Records shown:

====================

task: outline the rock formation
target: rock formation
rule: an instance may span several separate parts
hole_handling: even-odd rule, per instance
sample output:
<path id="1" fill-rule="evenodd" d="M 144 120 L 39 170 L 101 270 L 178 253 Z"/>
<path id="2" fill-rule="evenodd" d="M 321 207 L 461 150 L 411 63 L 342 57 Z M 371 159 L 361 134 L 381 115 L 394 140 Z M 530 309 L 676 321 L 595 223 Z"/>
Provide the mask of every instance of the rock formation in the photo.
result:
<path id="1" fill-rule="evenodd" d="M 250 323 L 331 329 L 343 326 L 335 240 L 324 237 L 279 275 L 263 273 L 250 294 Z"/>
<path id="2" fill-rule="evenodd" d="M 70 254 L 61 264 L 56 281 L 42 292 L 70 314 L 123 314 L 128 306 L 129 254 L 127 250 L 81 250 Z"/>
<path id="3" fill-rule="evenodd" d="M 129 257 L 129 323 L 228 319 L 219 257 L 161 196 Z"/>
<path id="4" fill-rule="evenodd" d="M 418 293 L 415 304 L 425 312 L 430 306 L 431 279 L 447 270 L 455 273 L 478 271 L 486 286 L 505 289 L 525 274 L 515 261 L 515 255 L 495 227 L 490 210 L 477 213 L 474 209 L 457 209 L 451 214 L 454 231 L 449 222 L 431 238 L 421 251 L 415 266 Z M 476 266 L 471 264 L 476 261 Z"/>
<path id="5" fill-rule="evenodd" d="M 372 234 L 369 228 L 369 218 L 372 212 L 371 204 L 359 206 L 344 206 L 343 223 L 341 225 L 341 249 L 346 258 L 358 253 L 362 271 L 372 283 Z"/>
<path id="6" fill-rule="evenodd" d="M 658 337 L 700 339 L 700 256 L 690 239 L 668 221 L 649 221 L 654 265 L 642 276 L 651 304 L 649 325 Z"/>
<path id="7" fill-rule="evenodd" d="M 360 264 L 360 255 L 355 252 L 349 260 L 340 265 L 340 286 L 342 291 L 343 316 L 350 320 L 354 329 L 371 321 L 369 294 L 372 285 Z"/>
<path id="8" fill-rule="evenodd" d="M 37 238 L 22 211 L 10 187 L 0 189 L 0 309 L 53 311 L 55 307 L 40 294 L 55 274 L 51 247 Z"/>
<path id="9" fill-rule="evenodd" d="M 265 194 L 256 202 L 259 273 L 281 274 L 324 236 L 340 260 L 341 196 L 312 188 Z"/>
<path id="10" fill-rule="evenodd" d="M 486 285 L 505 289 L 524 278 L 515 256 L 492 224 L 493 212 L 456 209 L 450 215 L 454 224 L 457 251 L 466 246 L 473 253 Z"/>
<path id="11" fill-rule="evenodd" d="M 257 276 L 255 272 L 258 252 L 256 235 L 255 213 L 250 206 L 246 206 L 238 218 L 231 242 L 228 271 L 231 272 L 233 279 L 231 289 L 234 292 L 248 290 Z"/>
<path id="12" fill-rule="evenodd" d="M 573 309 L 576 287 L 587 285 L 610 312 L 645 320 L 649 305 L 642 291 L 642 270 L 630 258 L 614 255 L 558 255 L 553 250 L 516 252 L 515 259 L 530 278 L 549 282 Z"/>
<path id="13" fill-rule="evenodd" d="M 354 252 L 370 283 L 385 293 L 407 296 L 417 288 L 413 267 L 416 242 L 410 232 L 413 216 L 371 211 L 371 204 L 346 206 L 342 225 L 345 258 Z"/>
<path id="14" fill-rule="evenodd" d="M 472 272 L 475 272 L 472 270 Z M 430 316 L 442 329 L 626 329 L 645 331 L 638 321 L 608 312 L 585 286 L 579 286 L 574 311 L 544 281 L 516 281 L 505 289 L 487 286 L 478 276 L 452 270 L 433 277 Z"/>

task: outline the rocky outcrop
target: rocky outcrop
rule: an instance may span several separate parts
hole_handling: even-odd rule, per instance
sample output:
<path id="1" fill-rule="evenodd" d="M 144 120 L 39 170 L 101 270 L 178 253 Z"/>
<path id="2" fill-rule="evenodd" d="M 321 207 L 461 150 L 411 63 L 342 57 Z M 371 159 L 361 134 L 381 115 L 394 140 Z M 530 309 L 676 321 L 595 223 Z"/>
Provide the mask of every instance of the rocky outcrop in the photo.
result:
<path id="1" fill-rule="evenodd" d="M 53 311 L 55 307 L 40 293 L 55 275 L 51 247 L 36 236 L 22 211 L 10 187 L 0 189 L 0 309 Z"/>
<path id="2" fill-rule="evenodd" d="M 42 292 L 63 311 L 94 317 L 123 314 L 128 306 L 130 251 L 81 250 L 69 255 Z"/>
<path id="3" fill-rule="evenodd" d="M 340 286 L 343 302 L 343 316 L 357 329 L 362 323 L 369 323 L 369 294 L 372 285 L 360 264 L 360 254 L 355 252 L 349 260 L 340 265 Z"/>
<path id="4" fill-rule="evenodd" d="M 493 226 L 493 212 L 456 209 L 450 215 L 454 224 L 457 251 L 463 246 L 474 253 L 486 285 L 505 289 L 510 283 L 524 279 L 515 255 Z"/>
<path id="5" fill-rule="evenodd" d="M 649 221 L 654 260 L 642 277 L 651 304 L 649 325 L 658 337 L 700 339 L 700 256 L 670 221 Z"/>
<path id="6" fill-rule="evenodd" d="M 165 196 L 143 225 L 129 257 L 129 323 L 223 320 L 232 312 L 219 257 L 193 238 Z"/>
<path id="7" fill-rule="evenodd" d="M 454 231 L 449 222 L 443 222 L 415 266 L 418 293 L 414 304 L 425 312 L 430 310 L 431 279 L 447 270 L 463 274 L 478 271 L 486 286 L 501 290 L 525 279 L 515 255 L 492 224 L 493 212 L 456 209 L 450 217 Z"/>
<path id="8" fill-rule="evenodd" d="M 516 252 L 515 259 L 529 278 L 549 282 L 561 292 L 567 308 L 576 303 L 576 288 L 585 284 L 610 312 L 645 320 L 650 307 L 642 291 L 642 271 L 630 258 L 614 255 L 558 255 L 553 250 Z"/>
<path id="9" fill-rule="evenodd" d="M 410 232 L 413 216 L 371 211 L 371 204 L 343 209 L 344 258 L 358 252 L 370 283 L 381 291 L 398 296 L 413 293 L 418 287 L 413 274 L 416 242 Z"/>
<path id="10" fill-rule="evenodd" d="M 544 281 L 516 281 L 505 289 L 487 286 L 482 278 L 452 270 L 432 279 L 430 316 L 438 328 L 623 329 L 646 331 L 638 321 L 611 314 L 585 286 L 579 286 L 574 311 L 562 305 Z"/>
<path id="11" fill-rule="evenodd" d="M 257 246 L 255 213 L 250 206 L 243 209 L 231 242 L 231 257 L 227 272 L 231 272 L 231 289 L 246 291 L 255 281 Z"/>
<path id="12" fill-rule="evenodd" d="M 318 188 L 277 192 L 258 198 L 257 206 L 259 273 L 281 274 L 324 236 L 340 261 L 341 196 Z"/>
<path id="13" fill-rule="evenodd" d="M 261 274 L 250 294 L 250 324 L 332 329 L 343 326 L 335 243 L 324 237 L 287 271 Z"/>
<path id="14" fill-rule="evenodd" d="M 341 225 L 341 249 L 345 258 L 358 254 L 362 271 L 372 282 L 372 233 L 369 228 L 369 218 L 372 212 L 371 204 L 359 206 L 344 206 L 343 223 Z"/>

====================

The request: Set down every line of the records again, with nothing changed.

Solved problem:
task: outline the rock formation
target: rock formation
rule: an instance may span several separate parts
hole_handling: even-odd rule, per instance
sample output:
<path id="1" fill-rule="evenodd" d="M 144 120 L 39 170 L 101 270 L 178 253 Z"/>
<path id="2" fill-rule="evenodd" d="M 321 207 L 461 150 L 411 63 L 342 57 Z M 371 159 L 361 134 L 381 115 L 394 140 Z M 530 309 L 676 321 L 595 223 Z"/>
Provide the mask of every instance of the rock formation in the photo.
result:
<path id="1" fill-rule="evenodd" d="M 250 323 L 331 329 L 343 326 L 335 240 L 324 237 L 279 275 L 263 273 L 250 294 Z"/>
<path id="2" fill-rule="evenodd" d="M 70 254 L 61 264 L 56 281 L 42 292 L 70 314 L 123 314 L 128 306 L 129 254 L 127 250 L 81 250 Z"/>
<path id="3" fill-rule="evenodd" d="M 129 257 L 129 323 L 228 319 L 219 257 L 161 196 Z"/>
<path id="4" fill-rule="evenodd" d="M 418 293 L 415 304 L 425 312 L 430 306 L 431 279 L 447 270 L 455 273 L 478 271 L 486 286 L 505 289 L 525 274 L 515 261 L 515 255 L 495 227 L 490 210 L 477 213 L 474 209 L 457 209 L 451 214 L 454 231 L 449 222 L 431 238 L 421 251 L 415 266 Z M 476 266 L 471 264 L 476 261 Z"/>
<path id="5" fill-rule="evenodd" d="M 372 234 L 369 228 L 369 218 L 372 212 L 371 204 L 359 206 L 344 206 L 343 223 L 341 225 L 341 249 L 346 258 L 358 253 L 362 271 L 372 283 Z"/>
<path id="6" fill-rule="evenodd" d="M 658 337 L 700 339 L 700 256 L 690 239 L 668 221 L 649 221 L 654 265 L 642 276 L 651 304 L 649 325 Z"/>
<path id="7" fill-rule="evenodd" d="M 360 264 L 360 255 L 355 252 L 349 260 L 340 265 L 340 286 L 342 291 L 343 316 L 350 320 L 354 329 L 371 321 L 369 294 L 372 285 Z"/>
<path id="8" fill-rule="evenodd" d="M 37 238 L 22 211 L 10 187 L 0 189 L 0 309 L 53 311 L 55 307 L 40 294 L 55 274 L 51 247 Z"/>
<path id="9" fill-rule="evenodd" d="M 265 194 L 256 202 L 259 273 L 281 274 L 324 236 L 340 260 L 341 196 L 312 188 Z"/>
<path id="10" fill-rule="evenodd" d="M 486 285 L 505 289 L 524 278 L 515 256 L 492 224 L 493 212 L 456 209 L 450 215 L 454 224 L 457 251 L 466 246 L 473 253 Z"/>
<path id="11" fill-rule="evenodd" d="M 257 276 L 255 272 L 258 252 L 256 235 L 255 213 L 250 206 L 246 206 L 238 218 L 231 242 L 228 271 L 231 272 L 233 279 L 231 289 L 234 292 L 248 290 Z"/>
<path id="12" fill-rule="evenodd" d="M 573 309 L 576 287 L 587 285 L 610 312 L 645 320 L 649 305 L 642 291 L 642 270 L 630 258 L 614 255 L 558 255 L 553 250 L 516 252 L 515 259 L 530 278 L 549 282 Z"/>
<path id="13" fill-rule="evenodd" d="M 354 252 L 370 283 L 385 293 L 407 296 L 417 288 L 413 267 L 416 242 L 410 232 L 413 216 L 371 211 L 371 204 L 346 206 L 342 225 L 345 258 Z"/>
<path id="14" fill-rule="evenodd" d="M 472 272 L 475 272 L 472 270 Z M 430 316 L 442 329 L 626 329 L 645 331 L 638 321 L 608 312 L 585 286 L 579 286 L 574 311 L 544 281 L 516 281 L 505 289 L 487 286 L 478 276 L 452 270 L 433 277 Z"/>

task: outline the rocky outcrop
target: rocky outcrop
rule: an instance may span several separate parts
hole_handling: even-odd rule, per instance
sample output:
<path id="1" fill-rule="evenodd" d="M 144 120 L 39 170 L 101 270 L 178 253 Z"/>
<path id="2" fill-rule="evenodd" d="M 321 207 L 461 150 L 411 63 L 342 57 Z M 371 159 L 361 134 L 381 115 L 394 140 Z M 530 309 L 676 321 L 595 223 Z"/>
Provide the mask of every instance of the rocky outcrop in the photo.
result:
<path id="1" fill-rule="evenodd" d="M 53 311 L 55 307 L 40 293 L 55 275 L 51 247 L 36 236 L 22 211 L 10 187 L 0 189 L 0 309 Z"/>
<path id="2" fill-rule="evenodd" d="M 42 292 L 63 311 L 94 317 L 123 314 L 128 306 L 130 251 L 81 250 L 69 255 Z"/>
<path id="3" fill-rule="evenodd" d="M 340 286 L 343 302 L 343 316 L 357 329 L 362 323 L 369 323 L 369 294 L 372 285 L 360 264 L 360 254 L 355 252 L 349 260 L 340 265 Z"/>
<path id="4" fill-rule="evenodd" d="M 493 226 L 493 212 L 456 209 L 450 215 L 454 224 L 457 251 L 463 246 L 474 253 L 486 285 L 505 289 L 510 283 L 524 279 L 515 255 Z"/>
<path id="5" fill-rule="evenodd" d="M 649 221 L 654 260 L 642 277 L 651 304 L 649 325 L 658 337 L 700 339 L 700 256 L 670 221 Z"/>
<path id="6" fill-rule="evenodd" d="M 165 196 L 143 225 L 129 257 L 129 323 L 223 320 L 232 312 L 219 257 L 193 238 Z"/>
<path id="7" fill-rule="evenodd" d="M 454 231 L 449 222 L 443 222 L 415 266 L 418 293 L 414 304 L 425 312 L 430 310 L 431 279 L 447 270 L 463 274 L 478 271 L 486 286 L 501 290 L 525 279 L 515 255 L 492 224 L 493 212 L 456 209 L 450 217 Z"/>
<path id="8" fill-rule="evenodd" d="M 516 252 L 515 259 L 529 278 L 549 282 L 561 292 L 567 308 L 576 303 L 576 288 L 585 284 L 610 312 L 645 320 L 650 307 L 642 291 L 642 271 L 630 258 L 614 255 L 558 255 L 553 250 Z"/>
<path id="9" fill-rule="evenodd" d="M 410 232 L 413 216 L 371 211 L 371 204 L 343 209 L 344 258 L 358 252 L 370 283 L 381 291 L 398 296 L 413 293 L 418 287 L 413 274 L 416 242 Z"/>
<path id="10" fill-rule="evenodd" d="M 544 281 L 516 281 L 505 289 L 487 286 L 482 278 L 452 270 L 432 279 L 430 316 L 438 328 L 623 329 L 646 331 L 638 321 L 611 314 L 585 286 L 579 286 L 574 311 L 562 305 Z"/>
<path id="11" fill-rule="evenodd" d="M 257 246 L 255 213 L 250 206 L 243 209 L 231 242 L 231 257 L 227 272 L 231 272 L 231 289 L 246 291 L 255 281 Z"/>
<path id="12" fill-rule="evenodd" d="M 318 188 L 277 192 L 258 198 L 257 206 L 259 273 L 281 274 L 324 236 L 340 261 L 341 196 Z"/>
<path id="13" fill-rule="evenodd" d="M 261 274 L 250 294 L 250 324 L 332 329 L 343 326 L 335 243 L 324 237 L 287 271 Z"/>
<path id="14" fill-rule="evenodd" d="M 341 225 L 341 249 L 345 258 L 358 254 L 362 271 L 372 282 L 372 233 L 369 228 L 369 218 L 372 212 L 371 204 L 359 206 L 344 206 L 343 223 Z"/>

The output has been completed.